• _What the exercise asks_:
Set down every record below exactly as it stands, minus the pictures.

Referring expression grounding data
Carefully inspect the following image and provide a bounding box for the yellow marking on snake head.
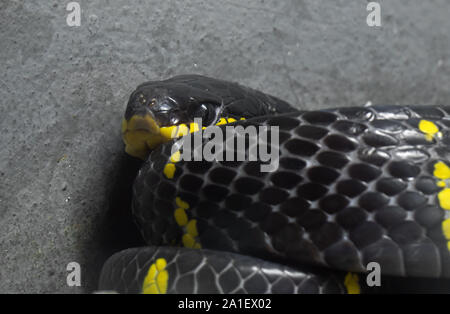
[215,116,246,126]
[344,272,360,294]
[160,125,178,140]
[123,130,157,160]
[186,219,199,237]
[176,124,189,137]
[123,114,247,160]
[443,219,450,240]
[438,188,450,210]
[175,197,189,209]
[216,118,227,125]
[170,151,181,163]
[419,120,440,141]
[174,208,188,226]
[127,114,160,134]
[190,122,200,133]
[122,114,166,159]
[163,163,176,179]
[142,258,169,294]
[434,162,450,180]
[146,136,166,150]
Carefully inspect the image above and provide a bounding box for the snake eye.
[192,103,217,125]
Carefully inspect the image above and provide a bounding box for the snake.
[98,74,450,294]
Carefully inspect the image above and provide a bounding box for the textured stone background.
[0,0,449,293]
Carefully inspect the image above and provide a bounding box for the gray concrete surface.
[0,0,449,293]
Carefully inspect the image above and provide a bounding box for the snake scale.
[98,75,450,294]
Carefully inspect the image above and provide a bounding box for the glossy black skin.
[133,107,450,280]
[102,75,450,293]
[99,247,347,294]
[124,74,296,127]
[98,247,450,294]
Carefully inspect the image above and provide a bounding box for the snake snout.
[121,112,164,160]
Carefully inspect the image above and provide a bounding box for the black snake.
[98,75,450,293]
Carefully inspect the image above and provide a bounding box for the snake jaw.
[122,114,166,160]
[122,114,203,160]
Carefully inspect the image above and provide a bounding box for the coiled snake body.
[99,75,450,293]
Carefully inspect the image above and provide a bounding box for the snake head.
[121,77,223,160]
[121,74,295,160]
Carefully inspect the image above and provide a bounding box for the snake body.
[99,75,450,293]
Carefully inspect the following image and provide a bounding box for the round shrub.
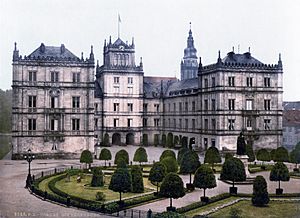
[131,165,144,193]
[220,157,246,187]
[114,149,129,165]
[80,150,93,167]
[161,156,178,173]
[91,168,104,187]
[252,175,269,206]
[160,149,176,161]
[95,191,106,201]
[133,147,148,164]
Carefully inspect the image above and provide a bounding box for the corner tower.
[180,23,198,80]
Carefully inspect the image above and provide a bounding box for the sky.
[0,0,299,101]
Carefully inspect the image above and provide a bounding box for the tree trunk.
[189,173,192,184]
[279,180,281,190]
[105,160,106,167]
[233,179,235,188]
[119,192,122,202]
[170,198,172,208]
[157,182,159,193]
[203,188,206,197]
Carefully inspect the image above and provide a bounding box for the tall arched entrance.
[126,133,134,145]
[112,133,121,145]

• _Response to the exercise_:
Carefully inspect the following image and provide a bounding box for the yellow marking on snake head.
[215,116,246,126]
[344,272,360,294]
[160,125,178,140]
[123,130,157,160]
[186,219,199,237]
[176,124,189,137]
[123,114,247,160]
[443,219,450,240]
[438,188,450,210]
[175,197,189,209]
[216,118,227,125]
[170,151,181,163]
[419,120,440,141]
[174,208,188,226]
[127,114,160,134]
[190,122,200,133]
[122,114,166,159]
[163,163,176,179]
[142,258,169,294]
[434,162,450,180]
[146,136,166,150]
Carefully inspect the image above and provide a bounding box for the snake eye.
[192,103,217,125]
Carefully inspect the image above and provide a bounding box for the snake.
[98,74,450,294]
Carefully inspect the image above and provide a bounding box for the textured stone background.
[0,0,449,293]
Carefully inspect the image above and provide a bounding box for the gray concrete surface.
[0,0,449,293]
Carefully inspect the image above and provide a bounding box for the snake scale.
[98,75,450,294]
Carefully inspect the image above and provide a bounding box for the glossy black skin.
[133,107,450,280]
[102,75,450,293]
[99,247,347,294]
[124,74,296,127]
[98,247,450,294]
Carefully inspect the image above and provide a bounding box for the snake snout.
[121,112,164,160]
Carefully inspect the image above and provide a bounding box for the black snake.
[98,75,450,293]
Carefully inspect the image above and provide a bounding box for the snake jaw.
[122,114,166,160]
[122,114,203,160]
Carefully inspect the image above and provide a bounding box for the coiled snake body.
[99,75,450,293]
Carefully inspect the image above and provide a bounding box for the snake head.
[121,77,223,160]
[121,74,295,160]
Carefully inspect the image above and provide a bounding box for the snake body.
[99,75,450,293]
Carefully inspect the following image and provide a bounding box for the round shrub.
[131,165,144,193]
[220,157,246,187]
[114,149,129,165]
[80,150,93,167]
[161,156,178,173]
[91,168,104,187]
[252,175,269,206]
[160,149,176,161]
[95,191,106,201]
[133,147,148,164]
Carefully inspect the image above and provide a bounding box for the corner tower.
[180,23,198,80]
Carefully inspect the image above and provide a bounding box for the sky.
[0,0,299,101]
Carefully inspect the image above and provide a bounding box for the tree trunk.
[189,173,192,184]
[279,180,281,190]
[105,160,106,167]
[233,179,235,188]
[119,192,122,202]
[170,198,172,208]
[157,182,159,193]
[203,188,206,197]
Carefully inspect the image above and provide a bounding box for the tall arched entrance.
[126,133,134,145]
[112,133,121,145]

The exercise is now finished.